Pull every line containing "below" from the listing.

--------------------------------

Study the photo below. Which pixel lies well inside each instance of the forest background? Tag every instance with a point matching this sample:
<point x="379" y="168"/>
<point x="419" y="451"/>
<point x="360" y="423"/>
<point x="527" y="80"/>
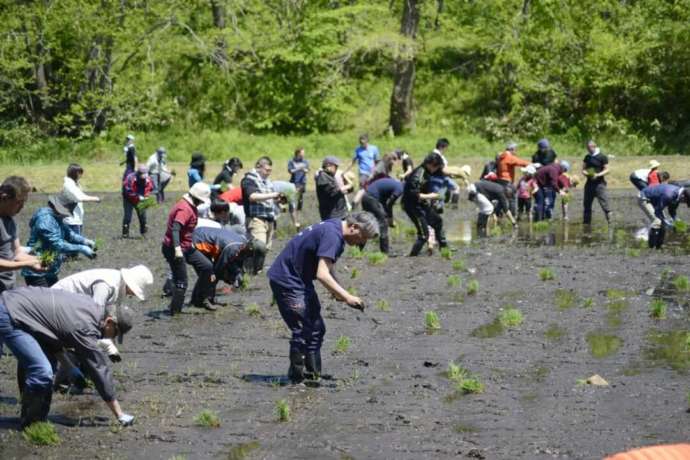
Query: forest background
<point x="248" y="77"/>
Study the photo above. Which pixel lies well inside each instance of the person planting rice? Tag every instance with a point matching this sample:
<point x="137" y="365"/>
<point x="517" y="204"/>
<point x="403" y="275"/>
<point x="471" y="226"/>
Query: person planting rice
<point x="137" y="196"/>
<point x="177" y="244"/>
<point x="308" y="256"/>
<point x="38" y="323"/>
<point x="51" y="239"/>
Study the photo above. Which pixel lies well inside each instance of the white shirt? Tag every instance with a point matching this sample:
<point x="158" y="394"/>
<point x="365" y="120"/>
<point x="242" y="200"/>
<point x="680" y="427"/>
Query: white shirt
<point x="105" y="286"/>
<point x="72" y="189"/>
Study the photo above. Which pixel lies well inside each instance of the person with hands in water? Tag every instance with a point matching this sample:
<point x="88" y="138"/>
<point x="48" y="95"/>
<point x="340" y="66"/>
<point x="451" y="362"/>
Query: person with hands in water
<point x="38" y="324"/>
<point x="311" y="255"/>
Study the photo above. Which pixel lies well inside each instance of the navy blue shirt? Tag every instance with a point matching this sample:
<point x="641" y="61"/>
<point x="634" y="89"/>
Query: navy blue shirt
<point x="295" y="267"/>
<point x="383" y="189"/>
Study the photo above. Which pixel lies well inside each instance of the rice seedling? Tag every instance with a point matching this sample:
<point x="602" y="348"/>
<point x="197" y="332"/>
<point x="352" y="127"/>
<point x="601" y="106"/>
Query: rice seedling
<point x="453" y="281"/>
<point x="283" y="410"/>
<point x="446" y="253"/>
<point x="41" y="434"/>
<point x="565" y="299"/>
<point x="432" y="321"/>
<point x="458" y="265"/>
<point x="342" y="344"/>
<point x="383" y="305"/>
<point x="207" y="419"/>
<point x="658" y="309"/>
<point x="472" y="287"/>
<point x="546" y="274"/>
<point x="377" y="258"/>
<point x="511" y="317"/>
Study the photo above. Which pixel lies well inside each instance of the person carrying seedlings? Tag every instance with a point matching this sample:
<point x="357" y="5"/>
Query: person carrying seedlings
<point x="51" y="239"/>
<point x="38" y="323"/>
<point x="259" y="209"/>
<point x="14" y="191"/>
<point x="225" y="251"/>
<point x="379" y="199"/>
<point x="311" y="255"/>
<point x="298" y="167"/>
<point x="196" y="170"/>
<point x="71" y="188"/>
<point x="329" y="192"/>
<point x="653" y="201"/>
<point x="230" y="168"/>
<point x="416" y="203"/>
<point x="545" y="155"/>
<point x="138" y="187"/>
<point x="527" y="187"/>
<point x="595" y="167"/>
<point x="177" y="244"/>
<point x="159" y="172"/>
<point x="547" y="181"/>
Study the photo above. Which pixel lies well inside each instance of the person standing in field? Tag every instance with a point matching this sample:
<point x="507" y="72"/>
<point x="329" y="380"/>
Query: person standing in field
<point x="159" y="172"/>
<point x="138" y="187"/>
<point x="298" y="167"/>
<point x="71" y="188"/>
<point x="595" y="167"/>
<point x="311" y="255"/>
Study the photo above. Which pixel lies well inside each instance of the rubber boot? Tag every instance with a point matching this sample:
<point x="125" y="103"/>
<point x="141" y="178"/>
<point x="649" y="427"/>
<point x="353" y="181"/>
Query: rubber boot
<point x="417" y="248"/>
<point x="296" y="370"/>
<point x="35" y="406"/>
<point x="177" y="301"/>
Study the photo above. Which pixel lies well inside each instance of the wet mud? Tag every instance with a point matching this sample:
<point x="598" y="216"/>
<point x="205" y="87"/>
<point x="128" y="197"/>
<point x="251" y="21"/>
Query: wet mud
<point x="391" y="397"/>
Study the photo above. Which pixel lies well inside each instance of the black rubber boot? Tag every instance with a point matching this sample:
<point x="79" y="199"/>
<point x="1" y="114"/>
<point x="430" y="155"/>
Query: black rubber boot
<point x="296" y="370"/>
<point x="177" y="301"/>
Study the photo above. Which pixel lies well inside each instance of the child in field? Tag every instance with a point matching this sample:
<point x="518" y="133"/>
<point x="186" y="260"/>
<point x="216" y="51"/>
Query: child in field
<point x="527" y="187"/>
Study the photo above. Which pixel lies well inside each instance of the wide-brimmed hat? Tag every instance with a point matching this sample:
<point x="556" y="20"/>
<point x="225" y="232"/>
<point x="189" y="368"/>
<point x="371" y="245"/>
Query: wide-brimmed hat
<point x="137" y="279"/>
<point x="63" y="204"/>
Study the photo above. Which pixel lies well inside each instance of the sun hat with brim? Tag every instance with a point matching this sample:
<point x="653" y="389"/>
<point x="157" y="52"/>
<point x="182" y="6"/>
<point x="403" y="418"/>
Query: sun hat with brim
<point x="62" y="204"/>
<point x="125" y="321"/>
<point x="137" y="279"/>
<point x="201" y="191"/>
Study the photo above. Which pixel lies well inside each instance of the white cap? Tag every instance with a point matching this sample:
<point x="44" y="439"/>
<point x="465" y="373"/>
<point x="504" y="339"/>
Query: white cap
<point x="137" y="279"/>
<point x="201" y="191"/>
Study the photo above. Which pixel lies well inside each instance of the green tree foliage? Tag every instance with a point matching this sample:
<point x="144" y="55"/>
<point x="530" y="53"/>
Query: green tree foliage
<point x="77" y="68"/>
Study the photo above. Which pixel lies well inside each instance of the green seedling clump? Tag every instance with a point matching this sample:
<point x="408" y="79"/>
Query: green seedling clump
<point x="41" y="434"/>
<point x="377" y="258"/>
<point x="342" y="344"/>
<point x="657" y="309"/>
<point x="472" y="287"/>
<point x="511" y="317"/>
<point x="453" y="281"/>
<point x="431" y="320"/>
<point x="546" y="274"/>
<point x="207" y="419"/>
<point x="283" y="410"/>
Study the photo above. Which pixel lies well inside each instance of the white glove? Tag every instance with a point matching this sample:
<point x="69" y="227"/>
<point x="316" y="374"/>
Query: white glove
<point x="125" y="419"/>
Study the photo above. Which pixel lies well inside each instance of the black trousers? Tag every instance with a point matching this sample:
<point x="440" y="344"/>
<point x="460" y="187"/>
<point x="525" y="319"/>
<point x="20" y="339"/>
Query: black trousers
<point x="595" y="190"/>
<point x="423" y="217"/>
<point x="374" y="206"/>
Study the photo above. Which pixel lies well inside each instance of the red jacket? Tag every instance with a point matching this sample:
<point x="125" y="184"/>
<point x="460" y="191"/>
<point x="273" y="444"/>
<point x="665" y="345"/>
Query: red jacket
<point x="134" y="189"/>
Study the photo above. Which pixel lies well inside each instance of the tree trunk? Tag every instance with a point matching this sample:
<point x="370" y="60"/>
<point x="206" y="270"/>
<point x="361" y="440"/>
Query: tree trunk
<point x="404" y="74"/>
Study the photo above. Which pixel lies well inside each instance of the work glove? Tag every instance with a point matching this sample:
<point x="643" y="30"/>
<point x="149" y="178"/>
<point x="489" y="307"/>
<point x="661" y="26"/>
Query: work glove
<point x="125" y="419"/>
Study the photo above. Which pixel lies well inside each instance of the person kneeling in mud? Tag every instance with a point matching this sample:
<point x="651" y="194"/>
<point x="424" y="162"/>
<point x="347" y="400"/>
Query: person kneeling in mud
<point x="38" y="323"/>
<point x="311" y="255"/>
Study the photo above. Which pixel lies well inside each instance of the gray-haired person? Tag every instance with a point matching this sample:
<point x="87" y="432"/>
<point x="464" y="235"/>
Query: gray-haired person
<point x="312" y="255"/>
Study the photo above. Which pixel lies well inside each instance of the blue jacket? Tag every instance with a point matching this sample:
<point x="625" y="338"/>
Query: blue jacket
<point x="50" y="234"/>
<point x="661" y="196"/>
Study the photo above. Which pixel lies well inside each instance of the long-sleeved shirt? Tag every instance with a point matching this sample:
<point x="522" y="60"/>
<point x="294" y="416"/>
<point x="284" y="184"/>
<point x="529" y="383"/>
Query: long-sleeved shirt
<point x="104" y="285"/>
<point x="60" y="319"/>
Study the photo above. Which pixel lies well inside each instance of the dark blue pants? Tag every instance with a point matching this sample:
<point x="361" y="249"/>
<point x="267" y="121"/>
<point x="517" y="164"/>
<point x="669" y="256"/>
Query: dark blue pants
<point x="301" y="311"/>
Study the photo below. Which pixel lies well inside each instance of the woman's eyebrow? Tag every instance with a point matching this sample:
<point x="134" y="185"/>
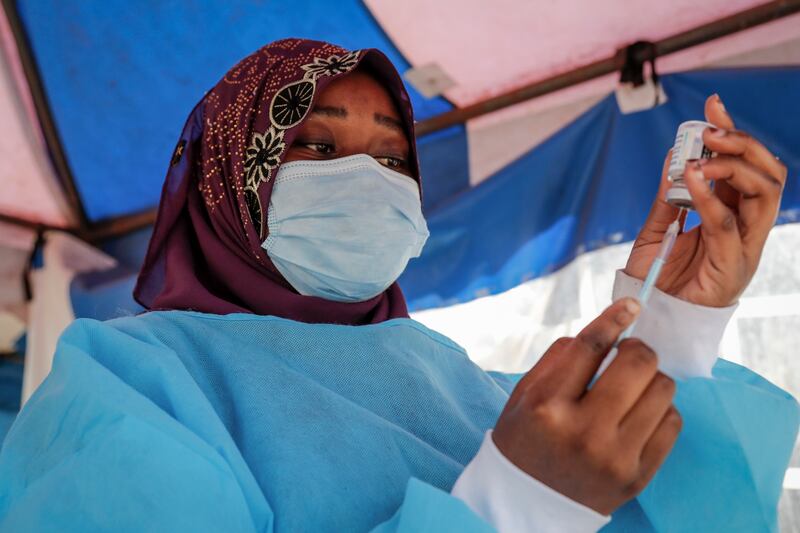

--------------------------------

The answer:
Study the photo below. Which pixel lies well inside each instance of the forest background? Tag every instance with a point matching this sample:
Study the photo below. Which pixel lies well inside each instance of the woman's eyebrow? Tag every instance with a point matching this sample:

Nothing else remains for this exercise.